What the exercise asks => Can you return everything in the Inthing article below, from "With fashion technology" down to "are more popular.", word for word?

Text for analysis =>

Inthing: Selling African Fashion To The World With 90% Uganda-made Products.
The fashion industry is a fast-growing industry in Africa and Uganda especially in these recent years as we are seeing many fashion events, awards, companies and moguls budding out of late.
Inthing is one of the youngest but also unique companies into the arena, started by 27-Year old Kuremu, Inthing is an e-commerce fashion store that prides itself in selling the African brand of fashion to the world. He defines their business model as one with both drop shipping (linking buyers and sellers) plus their ability to conceive ideas and actualize them into products from the inthing studios.
“Inthing simply means the trending thing or something in style. I felt the word was perfect fit for what I wanted to do, which was sale the trending fashion style just at a tap(online).” Kuremu told us why he had to chose that particular name further adding that it started as a physical fashion boutique with the vision pointing towards e-commerce, a move they fully took on when Covid-19 struck.
Inthing acessible via www.inthing.ug sets itself apart as the only online platform selling specifically fashion and lifestyle products made 90% by Ugandans. Kuremu stresses the fact that Inthing supports many jobs down the value chain, from the cotton farmers to the designers/tailors and more creatives on the fashion and lifestyle space. The company majors in men’s and women’s fashion, beauty products and accessories that are mostly wanted by the young people.
One of the most popular products on the platform is the “Kitenge kimonos” which is made out of African prints and patterns, dyed on cotton fabric popularly known as kitenge. It goes for 40000ugx.
“COVID-19 was a very challenging moment but we learnt to improvise, employed lesser people, the team had to Multi-task and we therefore stayed focused to the companies values.” Kuremu says alluding to the fact that the pandemic unlocked their potential and pushed them a mile into their mission.
“Fashion is at the core of Inthing, I can’t predict the future but I think we shall stick to fashion. Fashion itself is so diverse.” that was Kuremu’s response when we asked if they had hopes of expanding the online shop into other products outside fashion. He also feels that most online shops offer too much of everything but nothing of the real things a thing that doesn’t feel okay with him. The urge to satisfy his customers pushes him to focus on one product(fashion) which gives him an opportunity to hit all the majors ranging from market research, product knowledge, studying consumption patterns and understanding customers needs among others.
We asked Kuremu how he addresses the biggest challenge of e-commerce which is the inaccessibility to feel sense of the product and the challenge of disatifaction among the customers after what they receive fails to draw the same impression like what they ordered! He says “O,ur customers pay for the product on delivery, we also have a return policy just incase the customer is not impressed. However, most of all our customer’s satisfaction is our aim.”
Kuremu’s 15-year vision puts Inthing in the postition of a Pan African brand supporting thousands of designers as they sale their creations ‘but also giving customers a variety of the best in fashion and lifestyle products’.
With fashion technology which has gone as far as 3D fabric modeling he envisions the future of the industry as a bright one especially for Africa sighting the African models who are now ‘hot’ on the runways, and the fabrics that are more popular.
One thing we should credit Inthing for is the fact that they didn’t adopt the ‘Ugandan Online Sellers’ syndrome’ – Inbox for price.

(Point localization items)
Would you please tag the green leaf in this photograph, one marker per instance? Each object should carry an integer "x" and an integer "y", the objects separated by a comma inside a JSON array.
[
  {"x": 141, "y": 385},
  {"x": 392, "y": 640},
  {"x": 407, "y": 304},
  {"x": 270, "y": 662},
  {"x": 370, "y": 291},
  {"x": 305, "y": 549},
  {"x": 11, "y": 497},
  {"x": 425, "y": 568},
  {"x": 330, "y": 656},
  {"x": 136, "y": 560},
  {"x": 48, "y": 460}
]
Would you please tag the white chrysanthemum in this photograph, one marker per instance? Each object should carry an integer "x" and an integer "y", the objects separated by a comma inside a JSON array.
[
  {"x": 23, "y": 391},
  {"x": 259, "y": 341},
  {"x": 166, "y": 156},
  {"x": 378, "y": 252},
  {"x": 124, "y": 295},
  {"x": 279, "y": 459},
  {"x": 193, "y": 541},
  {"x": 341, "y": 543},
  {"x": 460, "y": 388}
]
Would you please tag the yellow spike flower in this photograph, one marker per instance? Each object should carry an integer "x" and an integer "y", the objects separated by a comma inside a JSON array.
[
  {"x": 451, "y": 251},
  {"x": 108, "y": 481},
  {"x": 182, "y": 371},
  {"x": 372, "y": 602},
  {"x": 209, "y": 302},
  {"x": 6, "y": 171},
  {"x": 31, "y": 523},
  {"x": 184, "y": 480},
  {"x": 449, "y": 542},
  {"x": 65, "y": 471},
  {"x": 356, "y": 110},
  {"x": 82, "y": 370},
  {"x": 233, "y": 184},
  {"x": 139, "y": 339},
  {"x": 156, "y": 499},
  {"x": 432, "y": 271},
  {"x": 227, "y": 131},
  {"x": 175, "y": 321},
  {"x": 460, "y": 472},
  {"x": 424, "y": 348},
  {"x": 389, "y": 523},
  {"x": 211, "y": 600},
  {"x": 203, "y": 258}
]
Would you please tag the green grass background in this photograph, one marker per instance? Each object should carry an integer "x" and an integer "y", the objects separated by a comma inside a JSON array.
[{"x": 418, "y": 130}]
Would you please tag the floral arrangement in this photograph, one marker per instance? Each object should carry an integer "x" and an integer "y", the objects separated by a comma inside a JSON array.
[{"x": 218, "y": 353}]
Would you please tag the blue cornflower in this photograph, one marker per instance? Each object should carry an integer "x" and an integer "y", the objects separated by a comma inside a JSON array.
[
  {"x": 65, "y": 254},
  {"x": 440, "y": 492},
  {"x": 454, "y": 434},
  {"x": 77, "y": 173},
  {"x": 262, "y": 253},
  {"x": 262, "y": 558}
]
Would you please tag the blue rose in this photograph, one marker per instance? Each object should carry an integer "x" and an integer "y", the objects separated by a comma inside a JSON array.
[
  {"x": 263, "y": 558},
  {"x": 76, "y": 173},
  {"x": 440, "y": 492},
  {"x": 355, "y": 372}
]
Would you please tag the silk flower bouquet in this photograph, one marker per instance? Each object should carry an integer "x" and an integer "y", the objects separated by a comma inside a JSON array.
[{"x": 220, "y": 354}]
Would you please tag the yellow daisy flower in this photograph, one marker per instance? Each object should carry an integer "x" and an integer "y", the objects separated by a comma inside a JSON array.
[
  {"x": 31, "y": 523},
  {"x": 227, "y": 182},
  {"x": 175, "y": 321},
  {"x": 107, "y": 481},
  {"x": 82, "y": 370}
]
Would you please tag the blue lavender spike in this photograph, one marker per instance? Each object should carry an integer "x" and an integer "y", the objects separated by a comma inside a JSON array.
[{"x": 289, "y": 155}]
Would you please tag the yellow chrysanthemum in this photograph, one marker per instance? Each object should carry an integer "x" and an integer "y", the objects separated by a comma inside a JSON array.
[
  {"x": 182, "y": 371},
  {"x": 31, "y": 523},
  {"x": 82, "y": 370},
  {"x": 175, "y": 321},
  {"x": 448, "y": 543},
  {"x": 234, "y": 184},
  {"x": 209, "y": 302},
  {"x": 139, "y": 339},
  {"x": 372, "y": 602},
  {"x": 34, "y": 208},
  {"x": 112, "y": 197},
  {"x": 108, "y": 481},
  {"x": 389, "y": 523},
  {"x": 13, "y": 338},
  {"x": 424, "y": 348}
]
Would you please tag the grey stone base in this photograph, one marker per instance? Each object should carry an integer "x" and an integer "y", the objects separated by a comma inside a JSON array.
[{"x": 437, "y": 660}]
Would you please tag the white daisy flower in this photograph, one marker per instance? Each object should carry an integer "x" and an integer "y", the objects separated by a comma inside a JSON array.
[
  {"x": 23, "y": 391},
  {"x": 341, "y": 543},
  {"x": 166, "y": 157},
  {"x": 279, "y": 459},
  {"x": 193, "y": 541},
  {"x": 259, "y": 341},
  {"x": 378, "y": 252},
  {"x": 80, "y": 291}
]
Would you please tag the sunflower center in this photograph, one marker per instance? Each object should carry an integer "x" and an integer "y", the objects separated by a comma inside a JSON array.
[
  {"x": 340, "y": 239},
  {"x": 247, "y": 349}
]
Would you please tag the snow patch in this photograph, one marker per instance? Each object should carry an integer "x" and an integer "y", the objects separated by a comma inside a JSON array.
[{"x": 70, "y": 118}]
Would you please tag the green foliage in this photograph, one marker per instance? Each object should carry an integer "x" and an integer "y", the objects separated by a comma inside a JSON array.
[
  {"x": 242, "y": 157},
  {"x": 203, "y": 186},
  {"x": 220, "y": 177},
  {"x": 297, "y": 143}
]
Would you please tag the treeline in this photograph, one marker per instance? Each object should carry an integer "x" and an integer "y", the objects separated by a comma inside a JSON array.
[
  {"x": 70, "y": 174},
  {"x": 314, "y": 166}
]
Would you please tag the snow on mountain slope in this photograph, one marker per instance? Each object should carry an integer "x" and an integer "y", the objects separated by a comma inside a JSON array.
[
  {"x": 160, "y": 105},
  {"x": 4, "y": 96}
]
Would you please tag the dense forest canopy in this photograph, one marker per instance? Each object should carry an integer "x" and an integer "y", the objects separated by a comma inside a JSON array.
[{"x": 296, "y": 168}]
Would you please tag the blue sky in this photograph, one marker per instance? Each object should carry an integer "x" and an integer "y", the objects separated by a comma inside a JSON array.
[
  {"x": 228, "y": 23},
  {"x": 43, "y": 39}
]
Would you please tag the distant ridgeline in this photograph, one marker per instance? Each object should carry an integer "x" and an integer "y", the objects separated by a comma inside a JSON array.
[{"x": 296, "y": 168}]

Answer area =>
With fashion technology which has gone as far as 3D fabric modeling he envisions the future of the industry as a bright one especially for Africa sighting the African models who are now ‘hot’ on the runways, and the fabrics that are more popular.